[Saved data entries]
+ + + + + + +

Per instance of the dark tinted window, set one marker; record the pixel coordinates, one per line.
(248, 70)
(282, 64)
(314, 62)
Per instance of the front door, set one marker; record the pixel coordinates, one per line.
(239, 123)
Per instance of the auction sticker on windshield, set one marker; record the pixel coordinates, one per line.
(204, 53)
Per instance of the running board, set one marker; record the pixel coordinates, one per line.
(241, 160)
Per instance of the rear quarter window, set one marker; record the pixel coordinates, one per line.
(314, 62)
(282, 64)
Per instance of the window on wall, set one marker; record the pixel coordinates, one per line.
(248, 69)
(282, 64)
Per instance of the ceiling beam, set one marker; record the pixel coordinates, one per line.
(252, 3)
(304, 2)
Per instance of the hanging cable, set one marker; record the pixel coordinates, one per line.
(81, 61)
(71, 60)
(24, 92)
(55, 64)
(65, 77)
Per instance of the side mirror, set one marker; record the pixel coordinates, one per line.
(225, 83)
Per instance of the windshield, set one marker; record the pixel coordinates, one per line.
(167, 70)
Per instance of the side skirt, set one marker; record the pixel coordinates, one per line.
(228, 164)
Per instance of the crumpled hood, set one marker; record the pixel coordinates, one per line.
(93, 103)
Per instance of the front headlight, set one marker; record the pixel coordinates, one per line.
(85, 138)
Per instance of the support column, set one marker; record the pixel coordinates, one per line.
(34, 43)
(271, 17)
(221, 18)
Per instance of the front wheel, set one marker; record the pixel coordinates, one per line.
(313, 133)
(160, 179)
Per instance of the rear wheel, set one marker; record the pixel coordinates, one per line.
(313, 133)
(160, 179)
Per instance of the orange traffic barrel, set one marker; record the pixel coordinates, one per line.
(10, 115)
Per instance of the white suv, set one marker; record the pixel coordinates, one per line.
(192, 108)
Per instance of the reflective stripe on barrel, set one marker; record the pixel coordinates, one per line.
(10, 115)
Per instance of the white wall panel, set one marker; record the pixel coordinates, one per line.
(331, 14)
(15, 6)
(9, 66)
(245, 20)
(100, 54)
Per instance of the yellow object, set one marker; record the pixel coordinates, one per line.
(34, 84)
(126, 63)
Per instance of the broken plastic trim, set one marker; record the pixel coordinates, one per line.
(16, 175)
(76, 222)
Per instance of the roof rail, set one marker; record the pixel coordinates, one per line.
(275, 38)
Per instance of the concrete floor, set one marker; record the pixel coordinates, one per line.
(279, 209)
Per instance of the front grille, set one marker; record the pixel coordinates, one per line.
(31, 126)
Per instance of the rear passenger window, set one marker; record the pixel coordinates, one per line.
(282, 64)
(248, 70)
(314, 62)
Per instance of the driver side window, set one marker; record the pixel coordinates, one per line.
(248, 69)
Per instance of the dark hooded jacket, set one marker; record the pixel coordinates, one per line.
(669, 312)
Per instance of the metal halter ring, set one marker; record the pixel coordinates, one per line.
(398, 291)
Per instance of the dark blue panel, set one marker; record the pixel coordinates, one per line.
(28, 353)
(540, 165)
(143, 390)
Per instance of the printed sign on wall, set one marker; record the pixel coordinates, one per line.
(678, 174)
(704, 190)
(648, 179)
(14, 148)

+ + + + + + +

● **GIVEN EXERCISE**:
Look above for the line containing "Per instance of the concrete"; copy from it through the last line, exactly, and nothing more.

● **COMPLETE RESPONSE**:
Per instance of the concrete floor, set one marker; record the pixel coordinates, one per line.
(279, 209)
Per instance of the front grille, set one marker; record the pixel coordinates, one per line.
(31, 126)
Per instance of the rear passenger window, set one marker; record the pixel coordinates, one per line.
(282, 64)
(248, 70)
(314, 62)
Per instance of the driver side window, set one marker; record the pixel coordinates, one per line.
(248, 69)
Per instance of the dark hooded jacket, set one marker; record the pixel coordinates, one per line.
(669, 312)
Per instance of the metal halter ring, set one marker; record the pixel coordinates, one per line.
(398, 291)
Per instance of the dark blue panel, set one marker; record the pixel coordinates, one per line.
(28, 353)
(540, 165)
(143, 390)
Per instance of the printed sign on wall, set one marker; record the pixel coordinates, one per line.
(678, 174)
(704, 190)
(648, 179)
(14, 148)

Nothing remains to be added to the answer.